(Stored entries)
+---+
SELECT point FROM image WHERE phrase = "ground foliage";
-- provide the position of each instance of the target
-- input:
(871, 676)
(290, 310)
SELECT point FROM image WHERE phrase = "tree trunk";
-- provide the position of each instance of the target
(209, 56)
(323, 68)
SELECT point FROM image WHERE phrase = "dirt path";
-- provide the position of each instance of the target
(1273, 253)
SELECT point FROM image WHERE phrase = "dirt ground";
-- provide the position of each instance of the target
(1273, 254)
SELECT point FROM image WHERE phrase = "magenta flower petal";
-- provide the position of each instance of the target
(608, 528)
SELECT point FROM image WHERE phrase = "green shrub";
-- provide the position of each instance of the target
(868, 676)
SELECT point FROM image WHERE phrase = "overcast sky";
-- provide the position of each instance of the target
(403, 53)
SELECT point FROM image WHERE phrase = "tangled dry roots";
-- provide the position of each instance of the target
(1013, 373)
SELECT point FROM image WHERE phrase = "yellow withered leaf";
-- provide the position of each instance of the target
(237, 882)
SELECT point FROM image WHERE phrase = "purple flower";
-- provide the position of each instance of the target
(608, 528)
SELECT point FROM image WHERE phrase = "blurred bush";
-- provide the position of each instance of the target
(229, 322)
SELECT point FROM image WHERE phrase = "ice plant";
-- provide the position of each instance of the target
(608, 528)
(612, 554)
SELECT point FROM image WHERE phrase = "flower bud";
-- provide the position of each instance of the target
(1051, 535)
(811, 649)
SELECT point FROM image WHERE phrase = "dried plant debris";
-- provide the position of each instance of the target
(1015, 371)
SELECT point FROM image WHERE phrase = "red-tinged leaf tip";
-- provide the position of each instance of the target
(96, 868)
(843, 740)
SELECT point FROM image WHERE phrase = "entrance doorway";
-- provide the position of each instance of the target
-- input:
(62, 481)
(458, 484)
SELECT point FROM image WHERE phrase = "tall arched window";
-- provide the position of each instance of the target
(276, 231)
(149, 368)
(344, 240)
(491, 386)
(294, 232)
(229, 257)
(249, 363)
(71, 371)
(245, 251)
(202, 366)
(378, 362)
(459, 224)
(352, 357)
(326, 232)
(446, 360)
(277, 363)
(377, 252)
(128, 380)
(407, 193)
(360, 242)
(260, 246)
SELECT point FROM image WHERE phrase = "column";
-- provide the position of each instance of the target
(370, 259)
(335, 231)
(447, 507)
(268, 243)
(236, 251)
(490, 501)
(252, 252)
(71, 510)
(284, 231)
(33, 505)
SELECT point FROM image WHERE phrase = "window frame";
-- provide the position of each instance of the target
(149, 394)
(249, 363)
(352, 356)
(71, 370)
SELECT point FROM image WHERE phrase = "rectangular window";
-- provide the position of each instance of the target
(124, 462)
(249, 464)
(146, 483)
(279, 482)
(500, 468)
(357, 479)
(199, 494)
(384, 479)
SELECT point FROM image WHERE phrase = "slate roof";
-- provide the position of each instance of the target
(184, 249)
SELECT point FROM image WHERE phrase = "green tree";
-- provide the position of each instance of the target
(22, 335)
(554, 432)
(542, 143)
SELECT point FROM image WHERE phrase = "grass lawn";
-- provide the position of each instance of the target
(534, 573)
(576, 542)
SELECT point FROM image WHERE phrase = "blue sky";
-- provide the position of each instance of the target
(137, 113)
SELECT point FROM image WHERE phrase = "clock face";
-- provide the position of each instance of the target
+---+
* WORK TO BE COMPLETED
Copy out every line of the entries above, unchanged.

* RESPONSE TO THIS TASK
SELECT point FROM image WHERE phrase = "ground foliage";
-- provide the position of each instance of the target
-- input:
(871, 676)
(290, 310)
SELECT point FROM image WHERE phrase = "tree trunk";
-- provide the position of each instance of the target
(209, 56)
(323, 68)
SELECT point FROM image WHERE phrase = "dirt path";
-- provide the position of each instance of the target
(1273, 253)
SELECT point FROM image WHERE phrase = "dirt ground";
-- provide the position of each instance of the target
(1273, 254)
SELECT point FROM image WHERE phrase = "magenta flower petal";
-- provide the position of each instance of the target
(608, 528)
SELECT point FROM image WHERE phrase = "green shrub";
-- provide the position of each instance of the target
(868, 676)
SELECT point FROM image WHERE phrase = "overcast sky";
-- provide the position of each instance of the target
(403, 53)
SELECT point FROM image WHERE phrase = "tangled dry roots";
-- provide the position of each instance of the target
(1013, 373)
SELECT point FROM image WHERE phrase = "yellow withered leaf";
-- provide the position of each instance of the target
(237, 882)
SELECT point FROM image WHERE phrase = "purple flower";
-- provide the position of each instance of the target
(608, 528)
SELECT point FROM image WHERE phrase = "blurred bush";
-- provide the position of each instance of the target
(229, 322)
SELECT point FROM image WHERE phrase = "ice plant";
-- provide the position of each instance of the target
(608, 528)
(612, 554)
SELECT point FROM image WHERE phrase = "flower bud";
-- provide the position of each instance of the target
(1051, 535)
(811, 649)
SELECT point FROM image WHERE phrase = "dried plant debris";
-- provide the position of each instance of the target
(1015, 371)
SELECT point FROM image WHERE phrase = "red-tinged leaf tip";
-- provide the position of each instance of the target
(96, 868)
(843, 740)
SELECT point FROM image WHERE phrase = "entrance doorway";
-- provide the position of each instance of the target
-- input:
(62, 481)
(458, 484)
SELECT point FROM image WHERE phrase = "tall arched window";
-- provide the position of each instance of the target
(276, 231)
(149, 368)
(344, 240)
(491, 386)
(294, 232)
(229, 257)
(249, 363)
(71, 371)
(245, 251)
(202, 366)
(378, 362)
(459, 224)
(352, 357)
(326, 232)
(446, 360)
(277, 363)
(377, 252)
(128, 380)
(407, 193)
(360, 242)
(260, 246)
SELECT point FROM image WHERE phrase = "column";
-- provide the position of each instance of the target
(370, 259)
(335, 231)
(447, 507)
(268, 243)
(236, 251)
(490, 501)
(252, 252)
(71, 510)
(284, 231)
(33, 505)
SELECT point FROM image WHERE phrase = "window frame";
-- provide the position of each instance of the target
(149, 394)
(249, 363)
(352, 356)
(71, 370)
SELECT point FROM image WHERE phrase = "rectangular window";
-- provide the position of each instance of the target
(124, 462)
(249, 464)
(146, 483)
(279, 482)
(500, 468)
(357, 479)
(199, 494)
(384, 479)
SELECT point FROM image WHERE phrase = "slate roof";
-- provide the position of each instance of the target
(184, 249)
SELECT point FROM image WHERE phrase = "green tree";
-- provide the position of each instance of the target
(22, 335)
(554, 432)
(542, 143)
SELECT point FROM image WHERE phrase = "grass lawn";
-- provide the position of each instance of the target
(534, 573)
(576, 542)
SELECT point FROM image WHERE phrase = "blue sky";
-- provide the position of each instance of the target
(137, 113)
SELECT point FROM image WHERE phrase = "clock face";
-- provide the position of each instance of the target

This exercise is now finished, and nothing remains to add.